Rabu, 26 Januari 2011

TA’AMUDUL HADIS


TA’AMUDUL HADIS
By sariono sby

PENDAHULUAN

بسم الله الرحمن الرحيم
Pada waktu Nabi Muhammad saw masih hidup, segala persoalan yang timbul langsung ditanyakan kepada beliau. Beliau memberikan jawaban hukum dengan menyebutkan ayat-ayat Al-Qur’an. Dalam keadaan tertentu beliau juga memberikan jawaban melalui penetapan beliau yang disebut hadits atau as-sunnah.
Al-Qur’an turun dalam bahasa Arab begitu juga Al-hadits. Maka dalam pemahamannya terhadap segala bentuk hal atau upaya untuk memformulasikan hukum bagi para sahabat tidaklah memperoleh kesulitan yang berarti. Hal ini didasari dengan pemahaman mereka yang mendalam tentang bahasa arab dan segala bentuk hal yang melatar belakangi dalam turunnya ayat-ayat al-Qur-an dan Hadis
.
Didalam hadīts nabi kadangkala kita jumpai seolah-olah hadis yang satu pertentengan hadis yang lain ( satu dalil dengan dalil yang lain ), bahkan kadang juga kita jumpai seolah-olah dalil yang berasal dari hadīts bertentangan pula dengan dalil yang ada didalam al-Qur'an.
Karena adanya dalil-dalil yang nampak bertentangan tersebut pula, banyak orang terjebak pada pemahaman yang salah dalam pemahaman








P E M B A H A S A N


A. Pengertian Ta'arrrud
Secara etimologi, ta'arrud (تعرض ) berarti pertentangan . Secara terminology ada beberapa definisi yang dikemukakan oleh ulama diantaranya :
1. Imam al-Syaukani mendefinisiklan dengan suatu dalil yang menentukan hukum tertentu terhadap satu persoalan, sedangkan dalil lain menentukan hukum yang berbeda dengan itu”.
2. Al-Taftazani (w 792H) mendefinisikan dengan "pertentangan dua dalil yang tidak mungkin dikompromikan antara keduanya."
3. 'Ali Hasabullah mendefinisikanya dengan " Terjadinya pertentangan hukum yang dikandung satu dalil dengan hukum yang dikandung dalil lainnya, yang kedua dalil tersebut berada dalam satu derajat”
Menurut Wahbah Al Zuhaili, pertentangan antara kedua dalil atau hukum itu hanya dalam pandangan mujtahid, sesuai dengan kemampuan pemahaman, analisis dan kekuatan logikanya bukan pertentangan actual, karena tidak mungkin terjadi bila Allah dan RasulNya menurunkan aturan-aturan yang saling bertentangan”.

* _Data Sumber_
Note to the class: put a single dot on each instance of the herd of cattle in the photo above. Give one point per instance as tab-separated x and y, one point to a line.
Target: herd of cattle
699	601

* _Soal Latihan_
A. Jawablah pertanyaan berikut berdasarkan kutipan teks:
(i) Dalam bahasa apa Al-Qur'an dan hadis turun?
(ii) Apa arti ta'arud secara etimologi?
(iii) Menurut Al-Taftazani, apa definisi ta'arud?
B. Terjemahkan kalimat dari kutipan teks ini ke dalam bahasa Inggris: "Pada waktu Nabi Muhammad saw masih hidup, segala persoalan yang timbul langsung ditanyakan kepada beliau."

* _Kunci Jawaban_
A.
(i) Bahasa Arab.
(ii) Pertentangan.
(iii) Pertentangan dua dalil yang tidak mungkin dikompromikan antara keduanya.

B. While the Prophet Muhammad (peace be upon him) was still alive, every problem that arose was put directly to him.